• _Tekst źródłowy_
Duże wydatki na drogie instalacje grzewcze, na dach pokryty ceramiczną dachówką oraz na solidne zaizolowanie budynku przed stratami ciepła (dach ocieplono wełną mineralną grubości 30 cm, mury z pustaka ceramicznego - styropianem 10 cm) spowodowały, że także niektóre ważne prace wykończeniowe wykonywano dopiero po przeprowadzce.

Na początku "czynny" tylko parter

Na pewnym etapie budowy małżeństwo wolało wydawać wszystkie pieniądze już tylko na własny dom, a nie na dłuższe wynajmowanie mieszkania. Stąd ich decyzja o nieco przyspieszonej przeprowadzce, która nastąpiła w niecały rok od rozpoczęcia budowy. Rodzina wprowadziła się do nieotynkowanego budynku z niewykończonym poddaszem. Tylko parter był przystosowany do mieszkania (na świecie był już kilkumiesięczny Kacperek), ale reszta budynku była w stanie surowym.

Plan Kasi i Jarka był następujący - do ukończenia prac wykończeniowych na poddaszu rodzina mieszka na tymczasowo wyposażonym parterze. Po starannym i docelowym wykończeniu poddasza następuje zamiana miejsc - domownicy przenoszą się na górną kondygnację, a wtedy ostatecznej kosmetyce poddawany zostaje parter budynku.

[Wiersze do oznaczania konturów]
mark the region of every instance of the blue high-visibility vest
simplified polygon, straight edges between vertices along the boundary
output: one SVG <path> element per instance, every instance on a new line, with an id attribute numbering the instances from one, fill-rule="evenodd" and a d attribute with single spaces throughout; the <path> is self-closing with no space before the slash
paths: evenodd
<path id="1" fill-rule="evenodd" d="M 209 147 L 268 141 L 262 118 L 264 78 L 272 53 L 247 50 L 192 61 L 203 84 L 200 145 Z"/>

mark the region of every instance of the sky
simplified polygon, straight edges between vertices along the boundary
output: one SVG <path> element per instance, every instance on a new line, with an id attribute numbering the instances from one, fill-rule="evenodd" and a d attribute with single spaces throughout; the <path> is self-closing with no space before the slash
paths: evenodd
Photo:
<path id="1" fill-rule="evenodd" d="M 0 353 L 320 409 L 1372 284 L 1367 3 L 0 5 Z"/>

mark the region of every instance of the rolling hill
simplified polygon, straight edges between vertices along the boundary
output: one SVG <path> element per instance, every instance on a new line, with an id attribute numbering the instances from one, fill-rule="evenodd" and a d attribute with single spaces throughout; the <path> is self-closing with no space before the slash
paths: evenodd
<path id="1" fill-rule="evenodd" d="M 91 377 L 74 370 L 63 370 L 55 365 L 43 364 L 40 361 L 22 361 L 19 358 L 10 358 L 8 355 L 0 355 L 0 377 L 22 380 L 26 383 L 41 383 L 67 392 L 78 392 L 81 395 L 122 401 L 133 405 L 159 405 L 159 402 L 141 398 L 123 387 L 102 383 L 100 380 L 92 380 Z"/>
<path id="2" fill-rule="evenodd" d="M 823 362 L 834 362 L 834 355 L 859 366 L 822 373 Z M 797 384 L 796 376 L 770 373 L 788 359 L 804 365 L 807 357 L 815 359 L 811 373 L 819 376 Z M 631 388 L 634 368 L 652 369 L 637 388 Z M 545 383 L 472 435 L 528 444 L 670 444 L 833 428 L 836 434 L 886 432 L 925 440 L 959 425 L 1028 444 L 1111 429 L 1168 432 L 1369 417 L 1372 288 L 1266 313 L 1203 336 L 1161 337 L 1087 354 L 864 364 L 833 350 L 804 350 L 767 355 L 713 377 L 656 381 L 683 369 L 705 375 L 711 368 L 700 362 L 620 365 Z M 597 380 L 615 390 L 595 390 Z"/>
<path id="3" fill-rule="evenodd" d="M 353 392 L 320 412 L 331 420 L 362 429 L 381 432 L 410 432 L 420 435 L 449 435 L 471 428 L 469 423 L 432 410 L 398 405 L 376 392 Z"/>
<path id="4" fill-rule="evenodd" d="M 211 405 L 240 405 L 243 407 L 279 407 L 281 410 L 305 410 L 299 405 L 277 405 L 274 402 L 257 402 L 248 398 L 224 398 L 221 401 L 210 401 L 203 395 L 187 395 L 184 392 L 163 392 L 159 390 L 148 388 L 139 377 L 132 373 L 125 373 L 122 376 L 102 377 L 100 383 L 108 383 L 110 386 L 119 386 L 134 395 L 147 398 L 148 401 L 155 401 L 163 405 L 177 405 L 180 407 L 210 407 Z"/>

• _Polecenia do wykonania_
1/ Odpowiedz na pytania do tekstu o budowie domu:
(a) Jakiej grubości warstwą wełny mineralnej ocieplono dach?
(b) Po jakim czasie od rozpoczęcia budowy rodzina się przeprowadziła?
(c) Która kondygnacja była przystosowana do mieszkania w chwili przeprowadzki?
2/ Kontynuuj tekst o budowie domu od miejsca, w którym się urywa.

• _Wyniki końcowe_
1/
(a) Dach ocieplono wełną mineralną o grubości 30 cm.
(b) Rodzina przeprowadziła się w niecały rok od rozpoczęcia budowy.
(c) Do mieszkania był przystosowany tylko parter.

2/
Właściciele raczej nie polecają innym pójścia ich śladem i doradzają wykonanie jak największej ilości prac przed przeprowadzką. Ale sami, patrząc od ekonomicznej strony, nie mieli lepszego wyboru.

Pokój dziecka na poddaszu
Pokój Kacperka jest już całkowicie wykończony i umeblowany. Podniesienie ścianki kolankowej o jeden pustak od razu poprawiło ergonomikę wnętrz na poddaszu. Tutaj wszystkie podłogi są podgrzewane, a wykończono je wykładziną albo "finisz parkietem" oraz terakotą w łazience i pralni

Poddasze nareszcie dostępne

Trzeba przyznać, że cała rodzina przetrwała czas adaptacji górnej kondygnacji bez narzekania.

- Wykończenie poddasza trwało zaledwie trzy miesiące, a na dodatek ułatwiliśmy je sobie na kilka sposobów - mówi pani Kasia. - Po pierwsze, do prac wykończeniowych zatrudniliśmy budowlańców z rodziny, by nikt obcy nie zakłócał nam rodzinnego życia z malutkim dzieckiem i bezpieczeństwa. Po drugie, wejście na poddasze zamknęliśmy prowizoryczną ścianką skonstruowaną na czas prac wykończeniowych, która chroniła wnętrza na parterze przed kurzem i hałasem. Niepozorna ścianka okazała się znakomitym rozwiązaniem.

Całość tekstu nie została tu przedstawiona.